[[ EXTRACTED ENTRIES open ]]
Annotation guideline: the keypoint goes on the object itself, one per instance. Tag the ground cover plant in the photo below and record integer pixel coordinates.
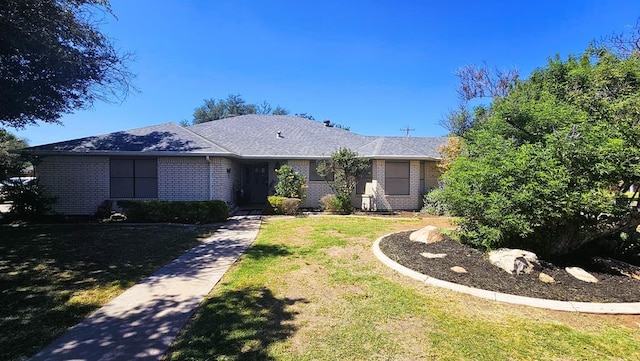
(52, 276)
(311, 289)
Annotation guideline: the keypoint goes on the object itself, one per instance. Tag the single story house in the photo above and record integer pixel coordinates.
(233, 160)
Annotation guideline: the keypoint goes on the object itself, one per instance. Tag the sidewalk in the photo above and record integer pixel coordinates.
(142, 322)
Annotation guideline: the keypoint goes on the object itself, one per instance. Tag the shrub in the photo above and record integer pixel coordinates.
(434, 204)
(29, 200)
(175, 211)
(275, 204)
(283, 205)
(337, 204)
(290, 205)
(291, 184)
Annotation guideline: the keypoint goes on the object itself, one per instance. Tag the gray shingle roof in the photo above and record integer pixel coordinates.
(249, 136)
(163, 138)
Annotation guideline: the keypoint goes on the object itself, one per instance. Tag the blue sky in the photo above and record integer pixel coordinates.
(374, 66)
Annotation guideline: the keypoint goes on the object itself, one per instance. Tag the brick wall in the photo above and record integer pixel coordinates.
(183, 178)
(223, 181)
(397, 202)
(80, 183)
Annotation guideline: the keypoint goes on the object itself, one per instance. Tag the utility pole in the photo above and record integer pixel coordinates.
(407, 130)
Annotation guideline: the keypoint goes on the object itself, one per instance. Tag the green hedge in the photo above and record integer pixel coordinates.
(175, 211)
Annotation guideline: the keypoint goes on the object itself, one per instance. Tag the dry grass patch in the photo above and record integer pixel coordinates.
(337, 302)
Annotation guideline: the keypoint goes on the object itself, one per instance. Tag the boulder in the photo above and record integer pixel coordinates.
(581, 274)
(458, 269)
(543, 277)
(433, 255)
(428, 234)
(514, 261)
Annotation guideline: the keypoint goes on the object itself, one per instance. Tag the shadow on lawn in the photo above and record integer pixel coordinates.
(236, 324)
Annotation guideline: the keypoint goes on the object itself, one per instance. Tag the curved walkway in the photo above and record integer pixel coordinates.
(587, 307)
(142, 322)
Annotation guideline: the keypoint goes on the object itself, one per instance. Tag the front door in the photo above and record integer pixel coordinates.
(256, 183)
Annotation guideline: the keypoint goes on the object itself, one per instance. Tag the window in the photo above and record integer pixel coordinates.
(367, 178)
(134, 178)
(313, 172)
(397, 177)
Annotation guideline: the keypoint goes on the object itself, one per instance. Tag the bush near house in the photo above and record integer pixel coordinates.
(283, 205)
(175, 211)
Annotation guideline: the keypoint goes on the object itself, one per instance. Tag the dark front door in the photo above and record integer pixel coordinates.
(256, 183)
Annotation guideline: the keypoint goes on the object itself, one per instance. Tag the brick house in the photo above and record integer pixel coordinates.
(233, 160)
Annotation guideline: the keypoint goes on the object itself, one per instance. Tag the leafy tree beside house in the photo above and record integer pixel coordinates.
(550, 164)
(54, 60)
(347, 168)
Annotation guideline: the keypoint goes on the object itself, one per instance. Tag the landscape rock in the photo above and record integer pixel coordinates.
(428, 234)
(546, 278)
(514, 261)
(581, 274)
(458, 269)
(433, 255)
(617, 267)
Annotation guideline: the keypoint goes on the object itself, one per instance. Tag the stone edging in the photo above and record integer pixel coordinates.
(632, 308)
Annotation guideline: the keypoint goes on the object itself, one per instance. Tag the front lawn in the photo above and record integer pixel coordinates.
(53, 276)
(310, 289)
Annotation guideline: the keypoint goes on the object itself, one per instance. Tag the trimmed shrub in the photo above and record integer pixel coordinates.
(175, 211)
(290, 205)
(283, 205)
(333, 203)
(291, 184)
(275, 204)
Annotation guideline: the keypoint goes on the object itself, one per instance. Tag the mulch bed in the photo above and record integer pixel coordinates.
(482, 274)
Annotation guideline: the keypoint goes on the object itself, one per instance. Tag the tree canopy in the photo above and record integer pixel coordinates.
(54, 60)
(11, 164)
(342, 172)
(554, 163)
(235, 105)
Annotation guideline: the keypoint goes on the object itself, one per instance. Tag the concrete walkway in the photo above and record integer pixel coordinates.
(142, 322)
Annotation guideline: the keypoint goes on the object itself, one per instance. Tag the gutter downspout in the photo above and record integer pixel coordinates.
(210, 177)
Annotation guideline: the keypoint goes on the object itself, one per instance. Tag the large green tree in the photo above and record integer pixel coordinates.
(554, 163)
(11, 164)
(233, 106)
(54, 60)
(342, 172)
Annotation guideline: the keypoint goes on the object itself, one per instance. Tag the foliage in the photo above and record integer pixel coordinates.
(290, 206)
(29, 200)
(275, 204)
(291, 184)
(175, 211)
(283, 205)
(11, 164)
(334, 204)
(234, 105)
(434, 204)
(548, 165)
(54, 60)
(347, 169)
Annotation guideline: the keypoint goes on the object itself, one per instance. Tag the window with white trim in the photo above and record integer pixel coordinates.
(397, 177)
(133, 178)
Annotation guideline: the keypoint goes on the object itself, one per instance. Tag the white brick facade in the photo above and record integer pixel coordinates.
(183, 178)
(79, 183)
(82, 183)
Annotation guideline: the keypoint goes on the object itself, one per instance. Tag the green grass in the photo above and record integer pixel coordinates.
(54, 276)
(309, 289)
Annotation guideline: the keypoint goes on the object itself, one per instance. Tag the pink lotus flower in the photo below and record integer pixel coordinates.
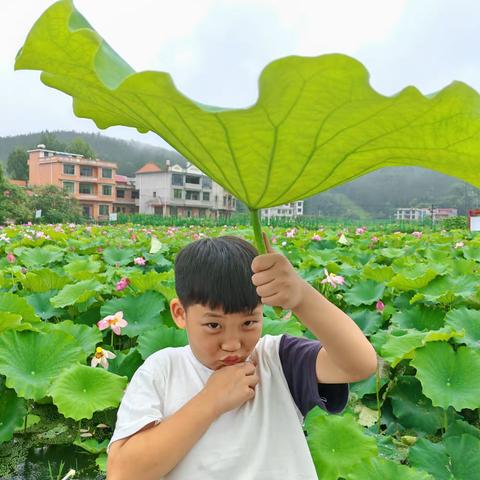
(379, 306)
(122, 284)
(115, 322)
(332, 279)
(101, 357)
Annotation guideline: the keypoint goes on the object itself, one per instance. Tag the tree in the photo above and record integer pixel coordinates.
(56, 205)
(17, 163)
(80, 146)
(14, 202)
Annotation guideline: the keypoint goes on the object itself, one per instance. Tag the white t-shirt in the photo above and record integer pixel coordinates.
(263, 439)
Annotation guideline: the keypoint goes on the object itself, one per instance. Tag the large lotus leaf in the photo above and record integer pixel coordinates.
(320, 111)
(79, 391)
(379, 273)
(12, 412)
(336, 443)
(454, 458)
(449, 377)
(142, 313)
(118, 256)
(279, 327)
(413, 278)
(76, 293)
(12, 303)
(39, 256)
(82, 269)
(30, 361)
(160, 337)
(402, 344)
(368, 321)
(85, 337)
(364, 292)
(379, 468)
(41, 303)
(412, 408)
(44, 280)
(419, 318)
(469, 321)
(125, 365)
(447, 289)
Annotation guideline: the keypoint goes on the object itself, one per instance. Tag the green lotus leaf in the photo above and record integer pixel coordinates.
(413, 278)
(160, 337)
(42, 306)
(412, 408)
(12, 412)
(454, 458)
(120, 256)
(320, 111)
(79, 391)
(39, 256)
(469, 320)
(378, 468)
(76, 293)
(11, 303)
(336, 443)
(85, 337)
(449, 377)
(82, 269)
(142, 313)
(401, 344)
(379, 273)
(364, 292)
(44, 280)
(125, 365)
(279, 327)
(447, 289)
(368, 321)
(30, 361)
(419, 318)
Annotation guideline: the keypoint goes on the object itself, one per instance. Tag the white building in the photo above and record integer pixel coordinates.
(182, 192)
(288, 210)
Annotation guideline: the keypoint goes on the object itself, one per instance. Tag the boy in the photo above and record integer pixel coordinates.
(230, 405)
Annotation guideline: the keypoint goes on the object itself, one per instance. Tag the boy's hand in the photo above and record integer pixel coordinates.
(276, 280)
(231, 386)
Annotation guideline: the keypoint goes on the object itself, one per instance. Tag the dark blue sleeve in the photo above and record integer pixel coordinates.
(298, 356)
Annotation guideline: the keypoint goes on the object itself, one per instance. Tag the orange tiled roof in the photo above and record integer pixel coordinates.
(149, 167)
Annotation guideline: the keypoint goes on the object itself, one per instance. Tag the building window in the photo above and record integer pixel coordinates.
(86, 171)
(103, 209)
(68, 187)
(192, 179)
(177, 179)
(68, 169)
(86, 188)
(192, 195)
(206, 182)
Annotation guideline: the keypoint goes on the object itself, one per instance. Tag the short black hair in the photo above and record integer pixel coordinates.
(216, 272)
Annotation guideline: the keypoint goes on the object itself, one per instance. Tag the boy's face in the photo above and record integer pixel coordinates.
(214, 336)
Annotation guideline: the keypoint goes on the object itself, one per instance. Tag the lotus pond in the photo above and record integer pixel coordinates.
(416, 296)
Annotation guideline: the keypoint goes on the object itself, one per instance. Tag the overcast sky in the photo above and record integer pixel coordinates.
(215, 49)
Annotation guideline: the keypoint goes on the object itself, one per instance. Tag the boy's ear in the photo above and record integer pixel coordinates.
(178, 313)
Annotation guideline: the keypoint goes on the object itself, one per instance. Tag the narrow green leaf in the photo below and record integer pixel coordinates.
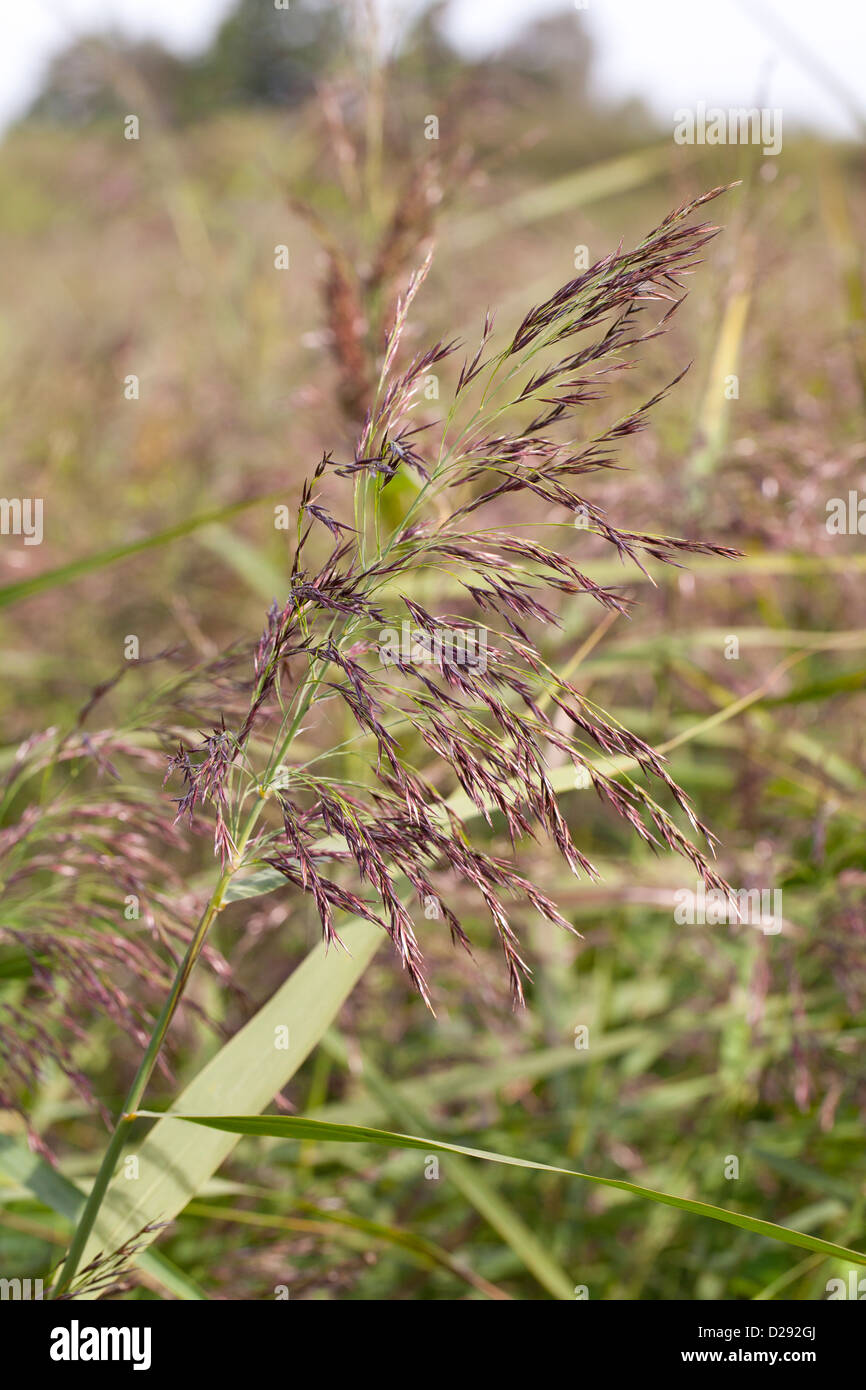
[[ EXTRACTED ENTRIES closed ]]
TASK STATEMENT: The copy must start at the line containing "the boy's hand" and end at the last line of the records, matching each line exactly and holding no pictures.

ANSWER FOR THE TASK:
Annotation guideline: the keypoint goes on the object itself, one per instance. Tag the boy's hand in the photo above and record integer pixel coordinates.
(276, 280)
(231, 386)
Annotation guideline: the keypoint goes on the object itself, one per instance. Tag the dark blue sleeve in the photo above and record integer pixel coordinates.
(298, 356)
Annotation guideline: the keypoint goes on the object itself, one per instance. Tag the orange tiled roof in the photo above and record integer pixel coordinates.
(149, 167)
Annotation guideline: the keypoint goes on the object itself, one per instance. Tag the building window in the photo above and record integer pixel coordinates.
(86, 171)
(103, 209)
(68, 187)
(192, 179)
(177, 179)
(68, 169)
(86, 188)
(192, 195)
(206, 182)
Annotation guideline: the keypoint goes on the object itself, one per instance. Tag the short black hair in the photo above and record integer pixel coordinates.
(216, 272)
Annotation guideline: the keypoint goes on the object itself, one per instance. Tag the boy's face in the photo above and record integer pixel coordinates.
(214, 336)
Annotation guideline: the keypoint goes on the object itself, one per instance. Tag the lotus pond in the photo above and record integer pixel coordinates.
(416, 296)
Annotation guideline: the keypoint goes on the object itself, one per instance. Tag the overcast sky in the photo above and record integer pixel coordinates.
(215, 49)
Annotation guideline: the keypoint goes on the object itself, one per instance. Tag the boy's ear in the photo above and record integer pixel coordinates.
(178, 313)
Annotation guideline: the keypoint goes on the object itself, one per instance. Tag the narrow green leaf in the photo below and record integer pixel coordinates.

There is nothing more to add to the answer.